> **TEXT EXCERPT**
==================================================
Ethereum Merge closes in

The most anticipated event, the Ethereum Merge, is closing in. With a market capitalization of $458B for the ecosystem, all eyes are focused on the outcome of the event. Opinions and expectations among the community are divided. In our newsletter of July, we briefly introduced the Ethereum Merge which is scheduled for the 15-16th of September.

This first update in a series of updates is focused on the move to the new consensus mechanism Proof-of-Stake (PoS) and will have the most impact on the issuance and mining of ETH. Currently, Ethereum disburses mining rewards, which will be replaced with staking rewards that distribute 90% less. With the already implemented burning mechanism, this can severely impact the amount of ETH in circulation. If the transaction fees surpass a certain threshold, the burning mechanism will burn more than the issuance, making Ethereum deflationary and creating scarcity over time.

After the implementation of PoS, all mining equipment will become obsolete. This drives miners to explore alternative income-generating services to make a return on their hardware investments. The first option is to use their miners on a different blockchain. The type of miners used in Ethereum support several smaller blockchains which makes Ethereum Classic (ETC), an earlier fork of Ethereum (ETH), the most interesting alternative. Over the past month, we have already seen an increase in hash rate on ETC which implies an increase in active miners.

Tension builds as ethereum merge is closing in

The other alternative is a hard fork of ETH where users copy the old blockchain and continue on their own network without accepting the network changes. This way the protocol remains working on PoW. The hard fork is scheduled for September 8th and is referred to as ETHPoW. Cryptocurrency Poloniex and Bitmex and a couple of other exchanges have already announced that they will accept the forked Ethereum if the fork occurs.

It remains to be seen which side most Ethereum miners will choose. In order for a hard fork to succeed, it is relying on the adoption and acceptance of users, exchanges and liquidity providers. In order for an alternative chain, such as Ethereum Classic, to be beneficial for miners, it needs to drastically lure in new projects, investors and liquidity. Where the Ethereum miners generated $18B in revenue in 2021, ETC miners only generated $300M as a result of the low activity and usability of the chain.
==================================================
> **TASKS**
1. According to the Ethereum Merge article, when is the hard fork referred to as ETHPoW scheduled?
2. In the Ethereum Merge article, rewrite the stretch from "After the implementation" through "in active miners.", renaming "hash rate" as "hashing power".
3. For each statement, say whether it agrees with the Ethereum Merge article, and quote the words that decide it.
(a) The Ethereum Merge is scheduled for the 15-16th of September.
(b) Ethereum miners generated $300M in revenue in 2021.
(c) Poloniex and Bitmex have announced that they will accept the forked Ethereum if the fork occurs.

> **PROVIDED DATA**
==================================================
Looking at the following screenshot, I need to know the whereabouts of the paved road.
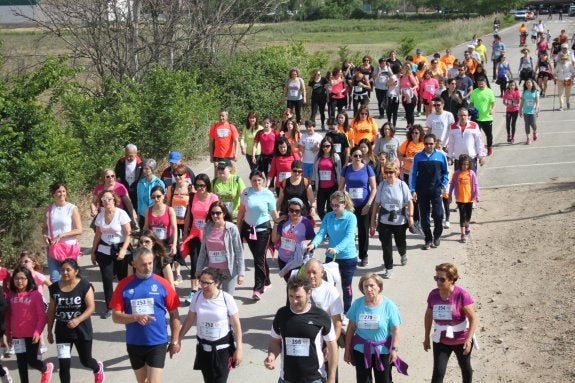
[2,18,575,383]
==================================================
> **TASK-BY-TASK ANSWERS**
1. September 8th

2.
After the implementation of PoS, all mining equipment will become obsolete. This drives miners to explore alternative income-generating services to make a return on their hardware investments. The first option is to use their miners on a different blockchain. The type of miners used in Ethereum support several smaller blockchains which makes Ethereum Classic (ETC), an earlier fork of Ethereum (ETH), the most interesting alternative. Over the past month, we have already seen an increase in hashing power on ETC which implies an increase in active miners.

3.
(a) Yes: "the Ethereum Merge which is scheduled for the 15-16th of September"
(b) No: "the Ethereum miners generated $18B in revenue in 2021"
(c) Yes: "Cryptocurrency Poloniex and Bitmex and a couple of other exchanges have already announced that they will accept the forked Ethereum if the fork occurs"